> Given information:
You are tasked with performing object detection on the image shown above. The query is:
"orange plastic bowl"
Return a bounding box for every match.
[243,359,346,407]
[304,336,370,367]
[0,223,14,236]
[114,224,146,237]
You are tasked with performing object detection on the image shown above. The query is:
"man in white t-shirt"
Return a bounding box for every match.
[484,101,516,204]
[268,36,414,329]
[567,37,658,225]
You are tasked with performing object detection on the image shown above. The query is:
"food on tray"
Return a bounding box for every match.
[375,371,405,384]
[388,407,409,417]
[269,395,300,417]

> Stated task: Rewrite the records above, substituting "object localization" for every occurrence of "object detection" and leaving everything else unchanged.

> Written response:
You are tasked with performing object localization on the image shown above. The query is:
"orange plastic bowl"
Return a bounding box for every match.
[243,359,346,407]
[304,336,370,367]
[0,223,14,236]
[114,224,146,237]
You are tasked with performing object localization on the image shown above. The query is:
"man in white t-shirt"
Return a bounding box for every match.
[484,101,516,204]
[268,36,414,329]
[567,37,658,225]
You are tasked with performing object localization on the image shown above. The query is:
"food on tray"
Return a bounding box for every match.
[375,371,405,384]
[388,407,409,417]
[269,395,300,417]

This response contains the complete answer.